### What this exercise asks
A. List every person named in the euro market report below.
B. Answer these from the euro market report below:
(i) How much does Greece have to pay the International Monetary Fund by Friday?
(ii) Until when is the European Central Bank's QE program set to run?
(iii) What is the interest rate on sight deposits with the SNB?

The euro declined against its major rivals in European deals on Thursday, due to divergence of monetary policy of the European Central Bank with that of other major central banks.
The Federal Reserve on Wednesday backed away from its pledge to be “patient” Wednesday, a strong signal that the central bank will hike interest rates in July or September.
The Fed said a rate hike in April is unlikely and although Fed Chair Janet Yellen said a June rate hike cannot be ruled out, a slight downgrade in the economic outlook means that tightening may pushed out until the second half of the year.
By contrast, the European Central Bank’s €1.1 trillion stimulus programme launched last week has crushed the euro and bond yields lower. The central bank is too far from the possibility of a policy tightening, given its QE program is set to run till September 2016.
Concerns over Greece bailout aid also weighed on the euro, as the European leaders are yet to unlock last tranche of EUR 240 billion bailout aid to Greece. Greece is facing stiff opposition from its European partners, especially Germany, for funding assistance, as it has not pushed through economic reforms demanded by EU.
Greek Prime Minister Alexis Tsipras is due to hold talks with EU leaders at a European Union summit in Brussels starting today. Tsipras is seeking a meeting with German Chancellor Angela Merkel, European Central Bank President Mario Draghi, French President Francois Hollande and European Commission head Jean-Claude Juncker to discuss a political solution to the crisis.
Greece has to pay EUR 300 million to International Monetary Fund and redeem EUR 1.6 billion in treasury bills by Friday.
In economic front, Eurozone labor costs growth slowed for the second consecutive quarter in the three months to December 2014, figures from Eurostat revealed.
The nominal hourly labor costs grew a working-day adjusted 1.1 percent year-on-year following 1.4 percent gain in the third quarter. In the three months to June, labor costs had risen 1.5 percent.
The euro slipped to a 2-day low of 0.7162 against the Sterling, down by 1.5 percent from an early high of 0.7275. If the euro extends decline, 0.70 is seen as its next support level.
The euro pared gains to 128.40 against the yen and 1.0630 against the greenback, from previous highs of 130.83 and 1.0918, respectively. The next possible support for the euro may be located around 127.00 against the yen and 1.00 against the greenback.
The euro fell to a 3-day low of 1.0551 against the Swiss franc, after having advanced to a 9-day high of 1.0699 at 2:55 am ET. Continuation of the euro’s downtrend may take it to a support around the 1.05 area.
The Swiss National Bank left its monetary policy unchanged as widely expected by economists.
The SNB maintained the target range for the three-month libor unchanged at between -1.25 percent and -0.25 percent. The interest rate on sight deposits with the SNB remained at -0.75 percent and the exemption thresholds remain unchanged, the bank said in a statement.
Pulling away from early highs of 1.4547 against the NZ dollar and 1.3673 against the Canadian dollar, the euro slipped to a 2-day low of 1.4355 and 3-day low of 1.3471, respectively. The euro may find downside target around 1.425 against the kiwi and 1.33 against the loonie.
The 19-nation currency fell to 1.3864 against the aussie, off an early high of 1.3999. Next key support for the euro is likely seen around the 1.36 region.
Looking ahead, the U.S. weekly jobless claims for the week ended March 14, leading indicators for February and current account for the fourth quarter are set for release in the New York session.

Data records
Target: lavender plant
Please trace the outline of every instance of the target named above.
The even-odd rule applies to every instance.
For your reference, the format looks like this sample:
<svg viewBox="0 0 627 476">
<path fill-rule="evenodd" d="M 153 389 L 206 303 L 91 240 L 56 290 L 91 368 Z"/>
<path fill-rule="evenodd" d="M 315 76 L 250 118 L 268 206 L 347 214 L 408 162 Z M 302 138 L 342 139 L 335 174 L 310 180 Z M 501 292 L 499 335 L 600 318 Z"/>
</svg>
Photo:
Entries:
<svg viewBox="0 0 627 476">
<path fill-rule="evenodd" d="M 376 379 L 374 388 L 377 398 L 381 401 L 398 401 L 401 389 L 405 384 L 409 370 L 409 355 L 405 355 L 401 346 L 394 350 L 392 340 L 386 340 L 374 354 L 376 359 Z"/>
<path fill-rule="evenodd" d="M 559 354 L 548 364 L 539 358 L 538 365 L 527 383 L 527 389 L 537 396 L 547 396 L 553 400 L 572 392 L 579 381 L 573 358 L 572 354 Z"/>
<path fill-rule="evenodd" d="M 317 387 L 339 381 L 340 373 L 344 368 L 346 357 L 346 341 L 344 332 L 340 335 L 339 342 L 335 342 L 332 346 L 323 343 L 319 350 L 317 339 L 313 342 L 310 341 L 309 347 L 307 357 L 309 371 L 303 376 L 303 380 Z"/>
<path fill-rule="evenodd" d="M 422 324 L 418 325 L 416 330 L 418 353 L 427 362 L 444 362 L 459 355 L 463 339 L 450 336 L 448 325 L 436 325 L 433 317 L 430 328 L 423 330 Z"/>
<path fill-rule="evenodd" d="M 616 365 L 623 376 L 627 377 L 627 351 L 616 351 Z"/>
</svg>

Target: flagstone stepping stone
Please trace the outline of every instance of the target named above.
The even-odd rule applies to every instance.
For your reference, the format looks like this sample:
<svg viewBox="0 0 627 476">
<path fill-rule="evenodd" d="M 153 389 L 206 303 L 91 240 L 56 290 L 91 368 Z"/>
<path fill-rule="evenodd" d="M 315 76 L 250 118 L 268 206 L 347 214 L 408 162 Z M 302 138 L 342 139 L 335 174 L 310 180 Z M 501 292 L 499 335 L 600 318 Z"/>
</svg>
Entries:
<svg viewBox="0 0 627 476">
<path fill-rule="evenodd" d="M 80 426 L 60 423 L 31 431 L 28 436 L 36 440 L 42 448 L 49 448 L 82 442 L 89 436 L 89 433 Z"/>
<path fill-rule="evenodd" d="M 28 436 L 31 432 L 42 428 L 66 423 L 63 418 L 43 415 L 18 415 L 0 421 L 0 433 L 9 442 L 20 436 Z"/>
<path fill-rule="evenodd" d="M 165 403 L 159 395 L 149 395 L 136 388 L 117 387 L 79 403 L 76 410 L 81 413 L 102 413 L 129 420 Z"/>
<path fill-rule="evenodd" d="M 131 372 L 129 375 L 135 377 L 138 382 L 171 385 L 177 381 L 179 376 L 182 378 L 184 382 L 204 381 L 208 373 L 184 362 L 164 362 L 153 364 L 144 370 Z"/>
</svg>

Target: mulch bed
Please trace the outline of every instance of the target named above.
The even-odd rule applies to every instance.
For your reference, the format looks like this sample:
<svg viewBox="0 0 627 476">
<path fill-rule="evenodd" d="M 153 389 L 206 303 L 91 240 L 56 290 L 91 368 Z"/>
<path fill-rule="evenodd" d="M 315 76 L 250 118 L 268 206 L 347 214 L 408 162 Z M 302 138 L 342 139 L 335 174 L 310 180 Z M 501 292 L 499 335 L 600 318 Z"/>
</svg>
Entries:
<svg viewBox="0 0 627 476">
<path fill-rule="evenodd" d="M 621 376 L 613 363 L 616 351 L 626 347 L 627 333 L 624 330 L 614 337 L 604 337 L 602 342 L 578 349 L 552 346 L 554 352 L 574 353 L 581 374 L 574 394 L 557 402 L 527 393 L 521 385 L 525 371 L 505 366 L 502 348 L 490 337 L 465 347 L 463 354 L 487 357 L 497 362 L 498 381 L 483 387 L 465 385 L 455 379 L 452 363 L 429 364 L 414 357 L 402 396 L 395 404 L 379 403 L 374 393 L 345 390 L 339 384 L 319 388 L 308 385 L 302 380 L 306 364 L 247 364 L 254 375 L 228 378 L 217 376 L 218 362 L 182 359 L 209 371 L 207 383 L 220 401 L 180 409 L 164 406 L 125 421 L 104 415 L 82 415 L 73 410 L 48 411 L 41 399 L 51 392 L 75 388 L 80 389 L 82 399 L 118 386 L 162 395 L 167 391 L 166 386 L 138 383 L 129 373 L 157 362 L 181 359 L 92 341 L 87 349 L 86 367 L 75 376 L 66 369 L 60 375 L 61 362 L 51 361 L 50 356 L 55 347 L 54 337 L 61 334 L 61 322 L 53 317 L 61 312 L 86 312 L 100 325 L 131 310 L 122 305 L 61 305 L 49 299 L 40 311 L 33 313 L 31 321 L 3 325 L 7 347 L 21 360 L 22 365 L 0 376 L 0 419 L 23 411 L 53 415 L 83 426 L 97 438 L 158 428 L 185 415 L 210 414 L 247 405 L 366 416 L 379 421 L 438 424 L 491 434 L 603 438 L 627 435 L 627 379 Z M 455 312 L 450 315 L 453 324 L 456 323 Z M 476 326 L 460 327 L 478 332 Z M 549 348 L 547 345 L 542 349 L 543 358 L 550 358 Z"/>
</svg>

### Answers for the tasks
A.
Janet Yellen
Alexis Tsipras
Angela Merkel
Mario Draghi
Francois Hollande
Jean-Claude Juncker

B.
(i) EUR 300 million
(ii) September 2016
(iii) -0.75 percent